[Task]
Print the listing once more, exactly as written.

[Listed entries]
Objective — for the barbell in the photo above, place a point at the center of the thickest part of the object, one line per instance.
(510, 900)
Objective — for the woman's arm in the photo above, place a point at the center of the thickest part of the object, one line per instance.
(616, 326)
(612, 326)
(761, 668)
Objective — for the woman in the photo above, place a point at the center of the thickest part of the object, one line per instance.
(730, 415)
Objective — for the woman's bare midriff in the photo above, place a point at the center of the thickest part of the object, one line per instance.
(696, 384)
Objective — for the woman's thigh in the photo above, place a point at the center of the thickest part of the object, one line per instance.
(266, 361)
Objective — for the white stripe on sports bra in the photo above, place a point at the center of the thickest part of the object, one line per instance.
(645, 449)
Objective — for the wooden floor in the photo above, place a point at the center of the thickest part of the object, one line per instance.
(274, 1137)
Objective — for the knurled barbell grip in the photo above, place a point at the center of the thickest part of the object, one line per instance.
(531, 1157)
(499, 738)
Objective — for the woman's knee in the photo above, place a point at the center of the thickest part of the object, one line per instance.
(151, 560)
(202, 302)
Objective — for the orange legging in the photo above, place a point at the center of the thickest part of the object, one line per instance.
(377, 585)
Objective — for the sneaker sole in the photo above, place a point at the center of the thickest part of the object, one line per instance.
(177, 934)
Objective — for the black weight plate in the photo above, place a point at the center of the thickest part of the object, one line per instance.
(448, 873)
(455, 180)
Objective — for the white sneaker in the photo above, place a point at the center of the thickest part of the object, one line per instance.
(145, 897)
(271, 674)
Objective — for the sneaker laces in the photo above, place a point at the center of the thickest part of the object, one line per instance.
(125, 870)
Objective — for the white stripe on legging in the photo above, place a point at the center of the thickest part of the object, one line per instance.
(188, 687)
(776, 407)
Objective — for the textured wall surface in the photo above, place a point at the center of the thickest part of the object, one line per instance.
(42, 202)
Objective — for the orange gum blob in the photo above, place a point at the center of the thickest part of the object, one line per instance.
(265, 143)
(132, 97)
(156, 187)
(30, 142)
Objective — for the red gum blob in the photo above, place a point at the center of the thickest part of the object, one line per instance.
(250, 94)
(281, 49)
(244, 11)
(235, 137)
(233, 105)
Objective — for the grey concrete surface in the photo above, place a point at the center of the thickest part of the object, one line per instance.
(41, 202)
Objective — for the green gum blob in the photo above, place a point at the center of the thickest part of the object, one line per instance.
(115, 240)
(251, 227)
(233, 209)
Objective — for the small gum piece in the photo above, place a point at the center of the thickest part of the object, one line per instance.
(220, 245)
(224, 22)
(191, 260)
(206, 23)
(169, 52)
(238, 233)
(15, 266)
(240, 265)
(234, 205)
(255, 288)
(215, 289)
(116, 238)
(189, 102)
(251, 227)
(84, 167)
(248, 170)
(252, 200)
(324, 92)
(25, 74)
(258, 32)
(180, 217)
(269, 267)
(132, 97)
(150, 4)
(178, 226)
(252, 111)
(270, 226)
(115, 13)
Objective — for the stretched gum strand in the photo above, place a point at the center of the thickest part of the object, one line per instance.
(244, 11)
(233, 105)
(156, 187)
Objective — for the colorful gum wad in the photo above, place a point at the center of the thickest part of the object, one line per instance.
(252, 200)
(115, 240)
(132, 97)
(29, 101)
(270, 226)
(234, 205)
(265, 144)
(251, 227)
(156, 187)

[Output for this task]
Objective — for the barbell in the photo above, place a point at the center of the thickest part of the object, one line per instance.
(510, 900)
Objective — for the woman's arm in the photo above, place a point at the center of the thickest part of the object, one line per instance.
(616, 326)
(612, 326)
(761, 668)
Objective — for the woman in the photo above, place a point at the center of the thickest part of the object, one line per instance.
(730, 415)
Objective — for the woman's bare midriff in the photo above, place a point at the center of the thickest part of the object, one line per instance.
(696, 384)
Objective — for the woman's thigh in the photo above, place a point at the center of the thickest part of the object, one line per instance.
(266, 361)
Objective — for the white stripe on sports bra in the photo above, place a point at the center of the thickest part of the object, one line per instance.
(645, 449)
Objective — for the wooden floor in the photo above, place a point at the center of the thickest part of the object, one line per instance.
(274, 1137)
Objective — for the knurled barbell grip in the photo above, place a point at the center of the thickest part of the object, one line per instance.
(531, 1157)
(499, 738)
Objective — for the woman's knee in the photo above, place a point at the center of the thickest part of the object, one line per instance.
(151, 560)
(202, 302)
Objective — for the orange legging in the photo above, place a point at the center of the thickest part of the object, one line per instance.
(377, 585)
Objective — for the sneaker sole in the photo above, place a point at the center of the thickest part of the object, one line per instance.
(177, 934)
Objective — for the black weight plate in the photo above, place a point at the center of the thickest part of the object, one line per instance.
(448, 873)
(455, 180)
Objective — for the white sneaker in the photo above, place a point at the center of the thickest part of the object, one line per instance.
(145, 897)
(271, 674)
Objective — for the sneaker laces in the photo above, place a point at the center of the thickest part of the object, one line per instance.
(125, 870)
Objective — for the white stripe on legging in the photo above, place a point at the center of the thickest part of the object, one line per instance.
(188, 687)
(776, 407)
Objective — for the textured wall surface in the photo above, place a point at the center of the thickest part of the object, one line per instance.
(42, 202)
Objective — for the orange gum blob in the photo above, place a point at the center of the thickest part of the object, one line per instance.
(265, 143)
(132, 97)
(156, 187)
(30, 142)
Objective — for the red gum blob in the photo above, place a point at the center of the thickest part of the object, one line per instance.
(250, 94)
(281, 49)
(244, 11)
(235, 137)
(233, 105)
Objective — for the grey concrete surface in the photo above, place a point at the center of the thickest part of the object, one line per instance.
(41, 202)
Objective — for the green gum blob in the photo above, place a point at the center of the thickest part of the object, one line per instance.
(115, 240)
(251, 227)
(233, 209)
Objective — for the small gum piece in the photo above, place a point at the center of the thickest part of the object, one line per instance.
(220, 245)
(224, 22)
(191, 260)
(206, 23)
(169, 52)
(238, 233)
(15, 266)
(240, 265)
(234, 205)
(255, 288)
(215, 289)
(116, 238)
(189, 102)
(251, 227)
(84, 167)
(248, 170)
(252, 200)
(324, 92)
(25, 74)
(258, 32)
(180, 217)
(269, 267)
(132, 97)
(150, 4)
(178, 226)
(252, 111)
(270, 226)
(115, 13)
Objective — for the stretched gum strand in the photo above, place a point at the center of the thickest part of the object, one line per instance.
(244, 11)
(233, 105)
(156, 187)
Objective — for the colorful gum wad in the photo above, place a point at the center of the thickest part of the object, one line per instance.
(252, 200)
(115, 240)
(132, 97)
(29, 101)
(270, 226)
(234, 205)
(265, 144)
(251, 227)
(156, 187)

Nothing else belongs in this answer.